## Information supplied
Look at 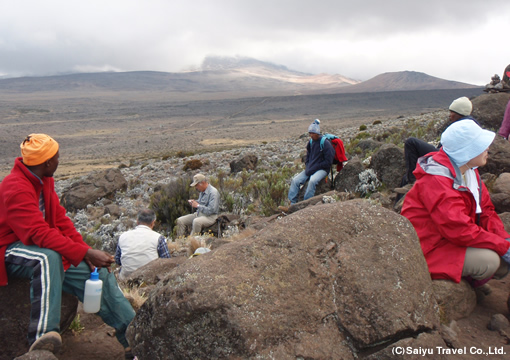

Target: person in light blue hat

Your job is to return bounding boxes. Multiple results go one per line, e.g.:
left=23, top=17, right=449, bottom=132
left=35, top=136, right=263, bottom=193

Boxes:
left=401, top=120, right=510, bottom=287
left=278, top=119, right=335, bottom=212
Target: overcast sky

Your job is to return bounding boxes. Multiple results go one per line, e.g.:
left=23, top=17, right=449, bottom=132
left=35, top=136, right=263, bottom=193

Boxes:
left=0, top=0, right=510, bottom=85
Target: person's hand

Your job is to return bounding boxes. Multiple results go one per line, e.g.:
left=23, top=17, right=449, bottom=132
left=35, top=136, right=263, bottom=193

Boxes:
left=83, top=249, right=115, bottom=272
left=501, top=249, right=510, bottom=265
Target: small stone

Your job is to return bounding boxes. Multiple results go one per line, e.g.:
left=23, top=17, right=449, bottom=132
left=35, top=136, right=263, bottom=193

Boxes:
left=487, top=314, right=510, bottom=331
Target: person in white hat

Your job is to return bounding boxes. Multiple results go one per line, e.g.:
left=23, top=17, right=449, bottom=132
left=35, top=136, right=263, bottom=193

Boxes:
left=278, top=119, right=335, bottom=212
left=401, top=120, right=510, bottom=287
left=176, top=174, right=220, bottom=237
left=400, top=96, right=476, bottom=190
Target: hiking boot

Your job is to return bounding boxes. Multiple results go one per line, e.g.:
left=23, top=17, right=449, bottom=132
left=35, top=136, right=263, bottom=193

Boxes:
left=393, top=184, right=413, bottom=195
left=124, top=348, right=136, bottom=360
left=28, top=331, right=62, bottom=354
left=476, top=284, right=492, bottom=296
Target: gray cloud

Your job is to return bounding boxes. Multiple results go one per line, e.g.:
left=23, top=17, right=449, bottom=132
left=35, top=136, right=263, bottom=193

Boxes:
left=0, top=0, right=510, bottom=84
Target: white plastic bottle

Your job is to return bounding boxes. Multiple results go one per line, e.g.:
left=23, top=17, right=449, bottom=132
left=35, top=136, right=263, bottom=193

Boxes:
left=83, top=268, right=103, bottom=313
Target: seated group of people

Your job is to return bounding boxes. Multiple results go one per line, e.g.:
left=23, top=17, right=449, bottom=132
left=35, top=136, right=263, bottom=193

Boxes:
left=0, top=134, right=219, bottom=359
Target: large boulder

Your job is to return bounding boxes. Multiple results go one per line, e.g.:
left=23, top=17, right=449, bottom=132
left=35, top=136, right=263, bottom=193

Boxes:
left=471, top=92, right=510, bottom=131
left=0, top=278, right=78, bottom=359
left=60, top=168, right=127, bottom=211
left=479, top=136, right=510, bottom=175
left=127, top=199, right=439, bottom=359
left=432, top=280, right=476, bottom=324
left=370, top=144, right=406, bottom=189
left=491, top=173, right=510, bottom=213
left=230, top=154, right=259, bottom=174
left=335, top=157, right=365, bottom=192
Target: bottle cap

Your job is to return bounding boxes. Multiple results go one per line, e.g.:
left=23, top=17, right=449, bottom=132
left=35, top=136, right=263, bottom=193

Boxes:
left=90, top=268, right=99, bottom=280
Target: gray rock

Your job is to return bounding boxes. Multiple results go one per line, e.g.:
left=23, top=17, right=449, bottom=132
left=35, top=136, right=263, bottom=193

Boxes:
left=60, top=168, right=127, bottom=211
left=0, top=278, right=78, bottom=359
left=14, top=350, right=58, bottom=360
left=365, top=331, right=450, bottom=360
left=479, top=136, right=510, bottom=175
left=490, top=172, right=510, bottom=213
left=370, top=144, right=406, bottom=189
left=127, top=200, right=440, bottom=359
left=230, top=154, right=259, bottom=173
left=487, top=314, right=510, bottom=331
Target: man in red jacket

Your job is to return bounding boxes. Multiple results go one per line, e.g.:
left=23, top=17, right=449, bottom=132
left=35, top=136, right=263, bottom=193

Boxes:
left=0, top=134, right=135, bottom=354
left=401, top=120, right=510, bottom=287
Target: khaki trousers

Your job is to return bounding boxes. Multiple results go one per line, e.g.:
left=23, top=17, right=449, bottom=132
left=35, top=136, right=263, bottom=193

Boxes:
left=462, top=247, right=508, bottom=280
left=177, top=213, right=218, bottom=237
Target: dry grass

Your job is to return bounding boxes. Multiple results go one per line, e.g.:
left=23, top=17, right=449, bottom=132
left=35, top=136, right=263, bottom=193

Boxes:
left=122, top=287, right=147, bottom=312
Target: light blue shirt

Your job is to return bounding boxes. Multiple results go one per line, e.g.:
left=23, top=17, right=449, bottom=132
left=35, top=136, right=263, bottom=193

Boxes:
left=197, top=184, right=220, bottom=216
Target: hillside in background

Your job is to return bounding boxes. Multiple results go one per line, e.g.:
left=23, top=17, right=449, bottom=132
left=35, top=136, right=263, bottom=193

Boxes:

## Task goal
Reproduce all of the lines above word for word, leaving the pictures out of your reply.

## Full output
Look at 

Target: person in light blue hat

Your job is to return bounding boxes. Multiple results go one per line, e.g.:
left=23, top=17, right=449, bottom=132
left=35, top=136, right=263, bottom=193

Boxes:
left=401, top=120, right=510, bottom=287
left=278, top=119, right=335, bottom=212
Target: overcast sky

Your job is to return bounding boxes. Multiple results go one per line, e.g.:
left=23, top=17, right=449, bottom=132
left=35, top=136, right=263, bottom=193

Boxes:
left=0, top=0, right=510, bottom=85
Target: person's hand

Your job is to return bounding boxes. Multiple results go one per line, e.g.:
left=23, top=17, right=449, bottom=132
left=35, top=136, right=263, bottom=193

Boxes:
left=83, top=249, right=115, bottom=272
left=501, top=249, right=510, bottom=265
Target: small stone

Your job is to return bounding boxes. Multiple results go one per line, e.g.:
left=23, top=17, right=449, bottom=132
left=35, top=136, right=263, bottom=193

Boxes:
left=487, top=314, right=510, bottom=331
Target: person in white hat

Your job is to return bounding boxes. Multiple results go one per line, e.g.:
left=23, top=17, right=449, bottom=132
left=35, top=136, right=263, bottom=193

Boxes:
left=278, top=119, right=335, bottom=212
left=401, top=120, right=510, bottom=287
left=176, top=174, right=220, bottom=237
left=400, top=96, right=476, bottom=190
Target: hiking boot

Your job is to return bounding boxes. Multiple results go one per line, e.g.:
left=23, top=17, right=449, bottom=132
left=35, top=136, right=263, bottom=193

Boxes:
left=393, top=184, right=413, bottom=195
left=124, top=348, right=136, bottom=360
left=28, top=331, right=62, bottom=354
left=476, top=284, right=492, bottom=296
Target: gray cloud

Your job is to return bounding boxes. Multiple results go one per line, e.g.:
left=23, top=17, right=449, bottom=132
left=35, top=136, right=263, bottom=193

Boxes:
left=0, top=0, right=510, bottom=84
Target: white plastic bottle

Your job is to return bounding boxes. Multiple results go one per line, e.g.:
left=23, top=17, right=449, bottom=132
left=35, top=136, right=263, bottom=193

Boxes:
left=83, top=268, right=103, bottom=313
Target: seated group of people

Your job is to return bounding boxes. Multiple results go one per line, e.g.:
left=23, top=17, right=449, bottom=132
left=35, top=136, right=263, bottom=193

Boxes:
left=0, top=134, right=219, bottom=359
Target: large boulder

Your job is to return bounding boxes. Multiple results go one per line, e.g.:
left=23, top=17, right=449, bottom=132
left=35, top=136, right=263, bottom=193

Boxes:
left=471, top=92, right=510, bottom=131
left=0, top=278, right=78, bottom=359
left=60, top=168, right=127, bottom=211
left=479, top=136, right=510, bottom=175
left=127, top=199, right=439, bottom=359
left=432, top=280, right=476, bottom=324
left=370, top=144, right=406, bottom=189
left=491, top=173, right=510, bottom=213
left=230, top=154, right=259, bottom=174
left=335, top=157, right=365, bottom=192
Target: bottle cap

Your job is to return bounding boxes. Multiple results go one per line, e.g.:
left=23, top=17, right=449, bottom=132
left=35, top=136, right=263, bottom=193

Boxes:
left=90, top=268, right=99, bottom=280
Target: gray rock

Your job is to return bounding boxes. Multiple results go one per line, e.g.:
left=23, top=17, right=449, bottom=132
left=35, top=136, right=263, bottom=193

Boxes:
left=60, top=168, right=127, bottom=211
left=0, top=278, right=78, bottom=359
left=14, top=350, right=58, bottom=360
left=365, top=331, right=450, bottom=360
left=479, top=136, right=510, bottom=175
left=490, top=172, right=510, bottom=213
left=370, top=144, right=406, bottom=189
left=127, top=200, right=440, bottom=359
left=230, top=154, right=259, bottom=173
left=487, top=314, right=510, bottom=331
Target: man in red jacket

Your job is to return bounding boxes. Multiple results go one per line, e.g.:
left=23, top=17, right=449, bottom=132
left=35, top=136, right=263, bottom=193

Boxes:
left=0, top=134, right=135, bottom=354
left=401, top=120, right=510, bottom=287
Target: khaki trousers

Your job is to return bounding boxes. Multiple results go one per line, e.g.:
left=23, top=17, right=449, bottom=132
left=35, top=136, right=263, bottom=193

Boxes:
left=462, top=247, right=508, bottom=280
left=177, top=213, right=218, bottom=237
Target: dry grass

Your job is to return bounding boxes. Multiple results go one per line, e.g.:
left=23, top=17, right=449, bottom=132
left=35, top=136, right=263, bottom=193

Boxes:
left=122, top=287, right=147, bottom=312
Target: light blue shirt

Your job is to return bounding boxes. Multiple results go one per line, e.g.:
left=23, top=17, right=449, bottom=132
left=35, top=136, right=263, bottom=193

Boxes:
left=197, top=184, right=220, bottom=216
Target: hillside in background

Your job is to return bounding boxes. Multiple results go one per line, e.g.:
left=23, top=17, right=449, bottom=132
left=35, top=136, right=263, bottom=193

Boxes:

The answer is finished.